[Collected data entries]
______
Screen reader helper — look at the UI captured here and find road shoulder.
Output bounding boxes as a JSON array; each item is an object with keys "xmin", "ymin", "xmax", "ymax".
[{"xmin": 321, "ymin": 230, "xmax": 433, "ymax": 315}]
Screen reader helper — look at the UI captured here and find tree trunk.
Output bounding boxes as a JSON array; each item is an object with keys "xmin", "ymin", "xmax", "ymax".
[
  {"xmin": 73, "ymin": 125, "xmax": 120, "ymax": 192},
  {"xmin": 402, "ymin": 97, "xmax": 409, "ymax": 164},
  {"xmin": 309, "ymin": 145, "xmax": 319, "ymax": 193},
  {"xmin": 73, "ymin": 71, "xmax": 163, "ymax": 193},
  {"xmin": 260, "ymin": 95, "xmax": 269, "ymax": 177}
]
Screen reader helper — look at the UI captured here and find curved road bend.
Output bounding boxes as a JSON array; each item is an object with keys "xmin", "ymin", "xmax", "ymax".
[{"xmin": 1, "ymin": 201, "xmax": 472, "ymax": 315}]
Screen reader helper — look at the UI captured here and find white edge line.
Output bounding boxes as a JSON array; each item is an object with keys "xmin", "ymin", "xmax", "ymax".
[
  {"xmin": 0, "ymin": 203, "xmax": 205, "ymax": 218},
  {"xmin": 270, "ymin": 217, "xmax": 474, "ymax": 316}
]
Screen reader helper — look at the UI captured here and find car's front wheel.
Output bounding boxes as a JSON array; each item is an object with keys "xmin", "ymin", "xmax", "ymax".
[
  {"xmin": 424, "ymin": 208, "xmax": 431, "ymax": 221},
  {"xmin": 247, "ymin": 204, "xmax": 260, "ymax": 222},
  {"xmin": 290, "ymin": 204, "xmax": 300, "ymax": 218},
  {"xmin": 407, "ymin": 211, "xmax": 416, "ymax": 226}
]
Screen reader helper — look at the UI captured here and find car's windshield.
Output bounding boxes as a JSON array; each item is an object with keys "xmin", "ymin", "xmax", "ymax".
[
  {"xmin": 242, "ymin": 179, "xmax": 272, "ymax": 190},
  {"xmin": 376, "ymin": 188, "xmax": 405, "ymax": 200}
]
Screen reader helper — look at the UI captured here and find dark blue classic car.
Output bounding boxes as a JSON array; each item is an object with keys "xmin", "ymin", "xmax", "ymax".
______
• Assignment:
Each line above is to be repeated exactly.

• Expected answer:
Screen reader helper — look at the UI captured here and find road shoulder.
Output bounding boxes as a JSON array; each item is an object with keys "xmin", "ymin", "xmax", "ymax".
[{"xmin": 321, "ymin": 230, "xmax": 433, "ymax": 315}]
Screen reader helper — look at the UI captured here and find tree trunk.
Output bounding boxes as a JSON array; each item is an object with keys "xmin", "ymin", "xmax", "ymax".
[
  {"xmin": 73, "ymin": 125, "xmax": 120, "ymax": 192},
  {"xmin": 402, "ymin": 97, "xmax": 409, "ymax": 164},
  {"xmin": 309, "ymin": 145, "xmax": 319, "ymax": 193},
  {"xmin": 73, "ymin": 71, "xmax": 163, "ymax": 193},
  {"xmin": 260, "ymin": 95, "xmax": 269, "ymax": 177}
]
Screen reader helper — look at the UI captured here and find curved road bend.
Output bounding boxes as a JSON array; each item is an object with keys "xmin", "ymin", "xmax", "ymax".
[{"xmin": 1, "ymin": 201, "xmax": 472, "ymax": 315}]
Screen reader helper — look at the UI captured here and find white edge line.
Output bounding boxes as a JSON array; each item is an object with keys "xmin", "ymin", "xmax", "ymax".
[
  {"xmin": 0, "ymin": 203, "xmax": 205, "ymax": 218},
  {"xmin": 270, "ymin": 217, "xmax": 474, "ymax": 316}
]
Screen reader helper — look at the UI captured here and find car's front wheel.
Output bounding boxes as a JSON array; each item is an object with keys "xmin", "ymin", "xmax", "ymax".
[
  {"xmin": 424, "ymin": 208, "xmax": 431, "ymax": 221},
  {"xmin": 247, "ymin": 204, "xmax": 260, "ymax": 222},
  {"xmin": 290, "ymin": 204, "xmax": 300, "ymax": 218},
  {"xmin": 407, "ymin": 211, "xmax": 416, "ymax": 226}
]
Screen reader helper — look at the UI captured here and find car's windshield.
Output bounding boxes as a JSON array; each item is an object with keys "xmin", "ymin", "xmax", "ymax".
[
  {"xmin": 242, "ymin": 179, "xmax": 272, "ymax": 190},
  {"xmin": 376, "ymin": 188, "xmax": 405, "ymax": 200}
]
Screen reader helper — look at the UI captured here and find dark blue classic car.
Output bounding boxes as a JSON array; each item is an object with keys "xmin", "ymin", "xmax", "ymax".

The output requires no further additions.